(EXERCISE) Reproduce, from the line containing "Every instance of the rolled" to the last line of the material, every line exactly.

***** INFORMATION SHOWN *****

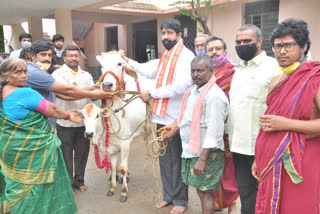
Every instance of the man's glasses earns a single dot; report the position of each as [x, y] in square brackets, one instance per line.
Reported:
[72, 56]
[287, 47]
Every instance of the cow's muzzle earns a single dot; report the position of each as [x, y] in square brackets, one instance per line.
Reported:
[88, 134]
[106, 85]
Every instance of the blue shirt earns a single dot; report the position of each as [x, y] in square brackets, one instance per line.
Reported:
[41, 81]
[18, 104]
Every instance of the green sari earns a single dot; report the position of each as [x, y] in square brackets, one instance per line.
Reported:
[33, 175]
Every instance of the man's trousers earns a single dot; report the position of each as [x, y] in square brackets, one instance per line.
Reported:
[75, 148]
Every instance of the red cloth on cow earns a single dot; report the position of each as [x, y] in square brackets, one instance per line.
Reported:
[283, 153]
[228, 191]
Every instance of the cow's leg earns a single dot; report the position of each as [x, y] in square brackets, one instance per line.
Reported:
[113, 160]
[125, 147]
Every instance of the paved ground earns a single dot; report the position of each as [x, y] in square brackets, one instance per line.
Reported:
[142, 195]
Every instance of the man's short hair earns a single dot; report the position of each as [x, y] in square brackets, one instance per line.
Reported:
[40, 45]
[173, 24]
[24, 35]
[71, 48]
[254, 28]
[201, 36]
[213, 38]
[25, 53]
[206, 59]
[297, 28]
[57, 37]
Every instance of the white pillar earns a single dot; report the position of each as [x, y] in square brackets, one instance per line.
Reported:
[64, 24]
[35, 28]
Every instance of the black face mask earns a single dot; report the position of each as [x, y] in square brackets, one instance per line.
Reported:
[246, 52]
[168, 44]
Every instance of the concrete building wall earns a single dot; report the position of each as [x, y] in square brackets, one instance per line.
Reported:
[161, 19]
[224, 22]
[309, 11]
[11, 36]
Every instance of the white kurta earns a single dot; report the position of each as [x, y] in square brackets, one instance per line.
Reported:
[182, 81]
[248, 95]
[81, 79]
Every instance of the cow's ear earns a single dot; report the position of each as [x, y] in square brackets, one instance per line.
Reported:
[76, 112]
[130, 71]
[105, 112]
[99, 58]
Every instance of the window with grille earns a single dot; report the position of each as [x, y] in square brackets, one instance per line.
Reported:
[112, 38]
[256, 20]
[151, 51]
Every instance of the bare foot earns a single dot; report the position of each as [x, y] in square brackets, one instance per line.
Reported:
[83, 188]
[162, 204]
[178, 209]
[232, 209]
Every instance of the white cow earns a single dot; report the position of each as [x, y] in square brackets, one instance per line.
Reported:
[135, 112]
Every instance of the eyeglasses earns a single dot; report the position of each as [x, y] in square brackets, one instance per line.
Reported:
[72, 56]
[287, 47]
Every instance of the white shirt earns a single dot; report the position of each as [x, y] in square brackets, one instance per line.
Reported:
[15, 54]
[81, 79]
[182, 81]
[213, 115]
[248, 94]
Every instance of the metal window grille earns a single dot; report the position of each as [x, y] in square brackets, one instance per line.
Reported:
[189, 30]
[112, 39]
[256, 20]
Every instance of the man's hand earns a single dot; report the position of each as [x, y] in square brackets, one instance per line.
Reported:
[74, 117]
[199, 167]
[57, 66]
[100, 94]
[144, 96]
[168, 137]
[166, 129]
[254, 170]
[125, 58]
[270, 123]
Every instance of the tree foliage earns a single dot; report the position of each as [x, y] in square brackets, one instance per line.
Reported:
[1, 39]
[195, 12]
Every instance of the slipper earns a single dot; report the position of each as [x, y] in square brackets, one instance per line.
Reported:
[178, 209]
[83, 188]
[162, 204]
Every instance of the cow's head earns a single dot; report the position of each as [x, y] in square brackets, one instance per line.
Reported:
[113, 61]
[93, 119]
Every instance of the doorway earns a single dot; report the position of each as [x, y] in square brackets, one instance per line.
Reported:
[145, 45]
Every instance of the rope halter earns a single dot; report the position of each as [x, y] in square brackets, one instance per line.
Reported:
[120, 82]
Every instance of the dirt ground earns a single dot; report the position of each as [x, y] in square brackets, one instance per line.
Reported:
[142, 195]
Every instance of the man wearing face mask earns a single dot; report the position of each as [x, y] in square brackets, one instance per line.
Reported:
[46, 85]
[57, 59]
[223, 71]
[199, 44]
[288, 144]
[25, 40]
[172, 79]
[248, 92]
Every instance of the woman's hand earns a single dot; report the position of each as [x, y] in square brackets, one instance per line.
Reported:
[254, 170]
[74, 117]
[270, 123]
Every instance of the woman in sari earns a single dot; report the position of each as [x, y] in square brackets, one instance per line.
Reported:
[33, 175]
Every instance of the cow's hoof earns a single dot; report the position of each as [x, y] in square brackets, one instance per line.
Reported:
[121, 180]
[123, 199]
[117, 178]
[110, 193]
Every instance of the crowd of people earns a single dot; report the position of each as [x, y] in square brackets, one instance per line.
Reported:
[248, 129]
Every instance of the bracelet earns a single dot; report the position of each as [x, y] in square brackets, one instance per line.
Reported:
[67, 117]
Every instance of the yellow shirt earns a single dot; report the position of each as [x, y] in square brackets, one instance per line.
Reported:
[248, 93]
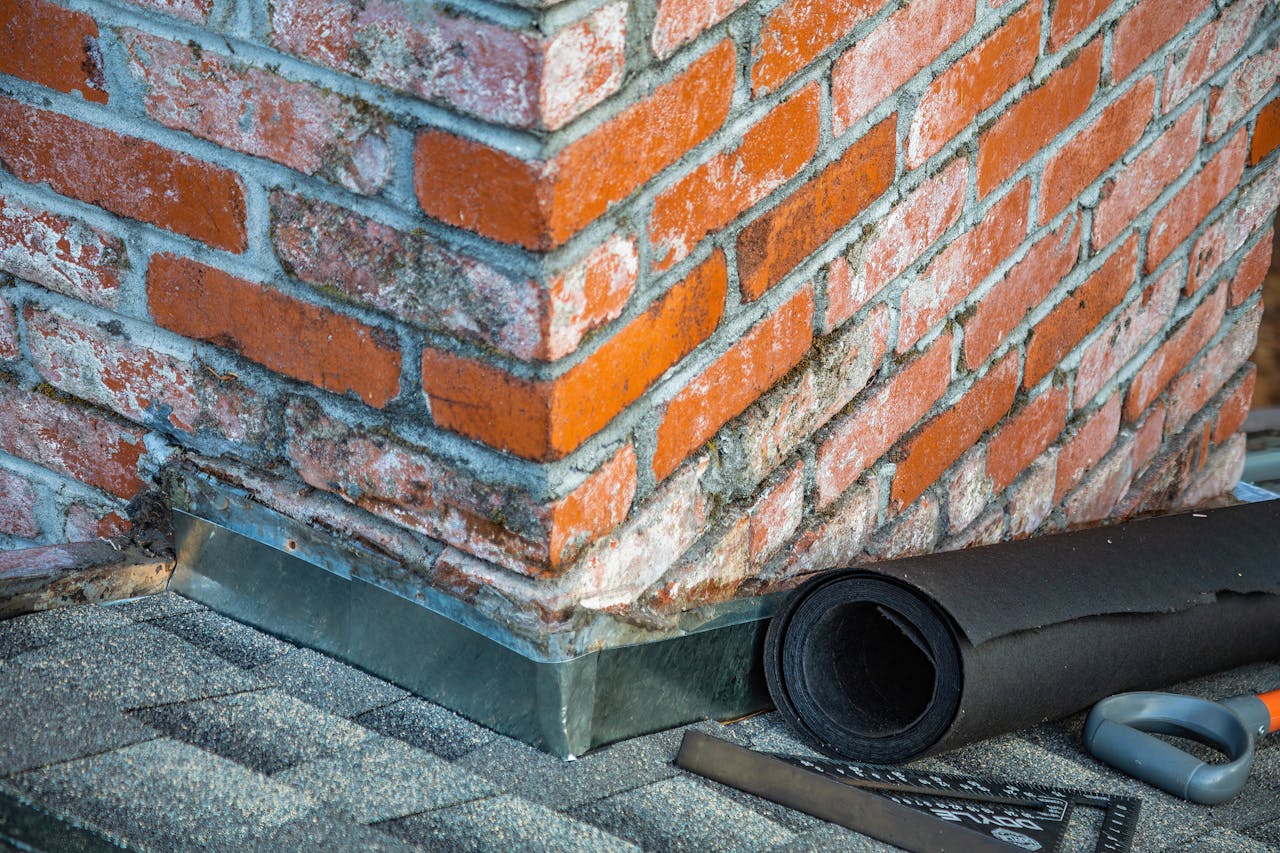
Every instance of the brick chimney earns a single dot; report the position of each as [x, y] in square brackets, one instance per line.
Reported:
[631, 305]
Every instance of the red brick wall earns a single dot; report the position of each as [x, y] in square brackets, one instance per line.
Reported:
[632, 304]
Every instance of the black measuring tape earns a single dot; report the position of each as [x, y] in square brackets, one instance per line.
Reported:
[929, 811]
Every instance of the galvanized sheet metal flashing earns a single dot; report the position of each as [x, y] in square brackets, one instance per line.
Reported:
[261, 568]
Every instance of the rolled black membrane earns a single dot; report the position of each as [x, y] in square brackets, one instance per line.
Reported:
[923, 655]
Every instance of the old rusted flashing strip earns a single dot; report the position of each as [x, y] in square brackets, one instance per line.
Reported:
[80, 573]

*****

(TASK RESULT)
Every instance of the rolled black membrane earns a single dot; report the position of each as [x, y] in square brackets, one instance per line.
Reported:
[923, 655]
Every instance of the old rusted flashing strip earns a single dot; report the position of each as [x, y] in square brackets, one instance per line.
Reported:
[80, 573]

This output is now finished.